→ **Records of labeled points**
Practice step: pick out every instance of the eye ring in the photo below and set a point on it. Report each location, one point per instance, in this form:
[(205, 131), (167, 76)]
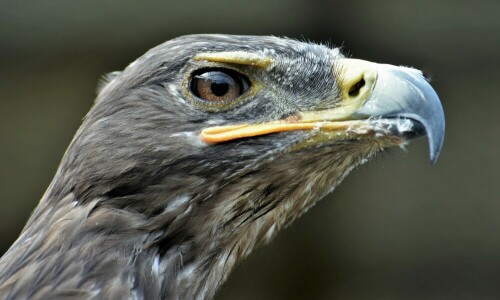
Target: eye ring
[(218, 85)]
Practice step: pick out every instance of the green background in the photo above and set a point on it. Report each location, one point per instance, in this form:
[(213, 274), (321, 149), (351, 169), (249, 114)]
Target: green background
[(397, 228)]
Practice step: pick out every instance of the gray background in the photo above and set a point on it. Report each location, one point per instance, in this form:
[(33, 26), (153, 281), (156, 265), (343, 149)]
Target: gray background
[(397, 228)]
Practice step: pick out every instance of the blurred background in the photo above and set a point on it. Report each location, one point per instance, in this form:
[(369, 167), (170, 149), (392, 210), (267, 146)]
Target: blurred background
[(397, 228)]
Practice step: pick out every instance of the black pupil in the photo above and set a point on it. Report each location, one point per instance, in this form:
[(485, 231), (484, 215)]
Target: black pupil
[(219, 88)]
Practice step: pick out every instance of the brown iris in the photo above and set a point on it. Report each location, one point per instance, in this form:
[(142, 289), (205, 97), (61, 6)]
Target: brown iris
[(217, 85)]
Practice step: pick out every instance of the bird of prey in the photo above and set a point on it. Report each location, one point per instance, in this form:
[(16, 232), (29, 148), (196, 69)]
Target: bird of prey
[(200, 150)]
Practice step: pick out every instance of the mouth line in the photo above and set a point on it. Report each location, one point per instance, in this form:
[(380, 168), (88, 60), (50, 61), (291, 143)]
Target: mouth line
[(397, 126), (377, 127)]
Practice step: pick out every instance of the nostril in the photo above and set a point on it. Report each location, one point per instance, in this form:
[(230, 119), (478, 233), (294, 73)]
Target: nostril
[(354, 90)]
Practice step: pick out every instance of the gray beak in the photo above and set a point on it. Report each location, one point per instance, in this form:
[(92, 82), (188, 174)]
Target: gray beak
[(401, 92)]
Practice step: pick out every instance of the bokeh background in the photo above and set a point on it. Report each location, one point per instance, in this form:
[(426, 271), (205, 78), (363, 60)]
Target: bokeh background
[(397, 228)]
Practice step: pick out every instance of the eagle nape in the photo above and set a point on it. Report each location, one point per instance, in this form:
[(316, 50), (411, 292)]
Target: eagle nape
[(200, 150)]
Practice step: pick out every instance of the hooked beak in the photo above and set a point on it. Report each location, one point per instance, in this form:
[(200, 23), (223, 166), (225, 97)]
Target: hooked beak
[(376, 96)]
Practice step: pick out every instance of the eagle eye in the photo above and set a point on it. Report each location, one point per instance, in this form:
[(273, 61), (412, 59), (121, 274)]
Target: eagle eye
[(216, 85)]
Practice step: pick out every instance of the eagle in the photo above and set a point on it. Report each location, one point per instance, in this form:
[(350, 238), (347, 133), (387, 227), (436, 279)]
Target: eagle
[(201, 150)]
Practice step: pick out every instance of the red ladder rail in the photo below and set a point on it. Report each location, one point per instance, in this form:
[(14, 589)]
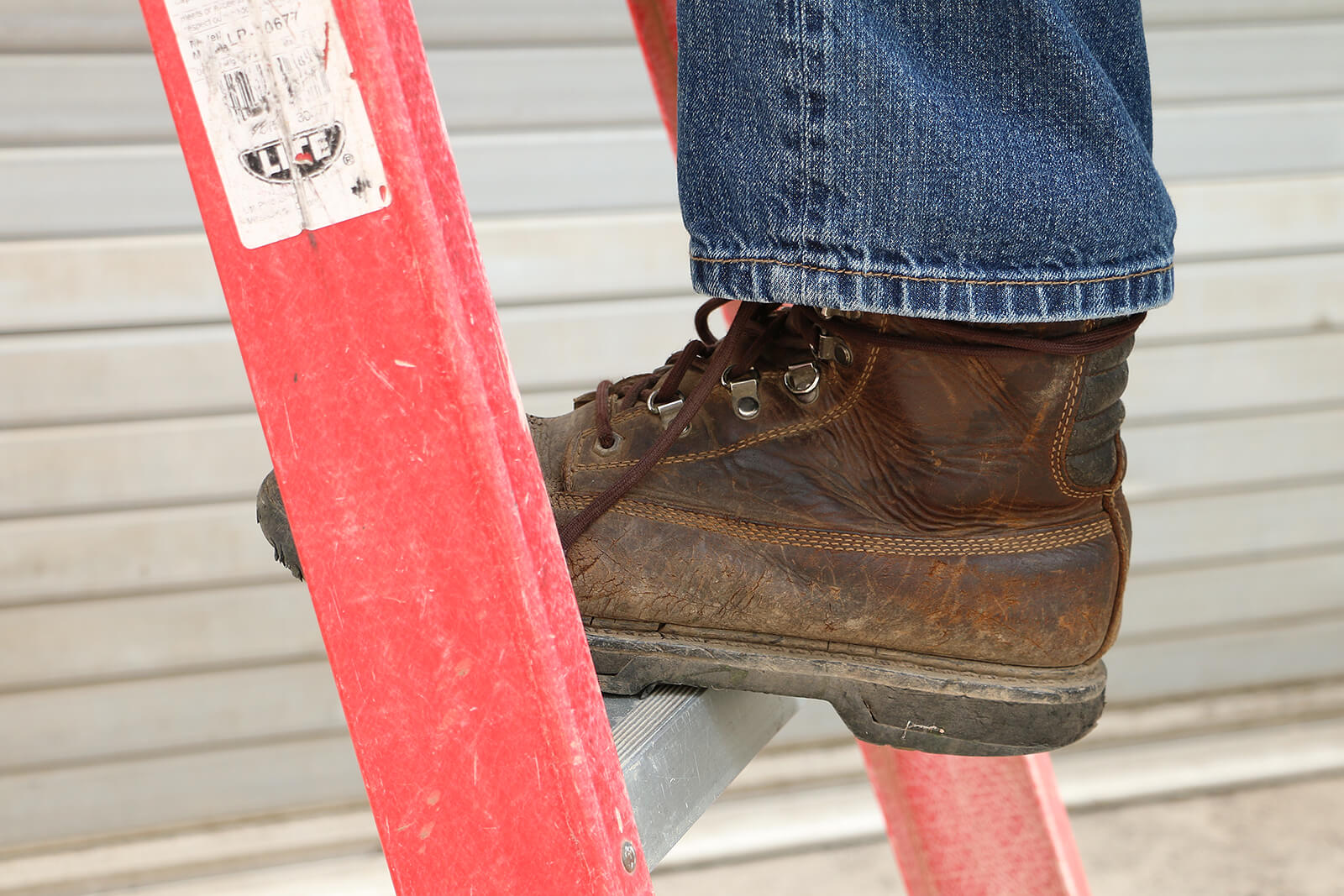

→ **Exercise objective**
Copy out the lines from the one containing "Practice step: pick out every instance of the hooked" through the last line above, including both ends, and leave the pictures out.

→ **Problem solution**
Practice step: pick out every instance of the hooked beak in the photo above and set a point on it. Report each location, one point per instance, in this form:
[(200, 23), (223, 166), (225, 97)]
Target: hooked beak
[(376, 96)]
Practice step: pick out every instance of the eagle eye in the photo above and set a point on it. Report each location, one point per instance, in this form:
[(273, 61), (412, 59), (121, 274)]
Target: eagle eye
[(216, 85)]
Practice step: pick out every instance of the eagle in the photo above and set a point on it. Report each location, one point per instance, in this form:
[(350, 238), (347, 133), (387, 227), (436, 279)]
Target: eagle
[(201, 150)]
Practice step: pick out every instance of the red ladder rail in the photo below and set a point on it. Report each location, one point per instance, in this form:
[(14, 589)]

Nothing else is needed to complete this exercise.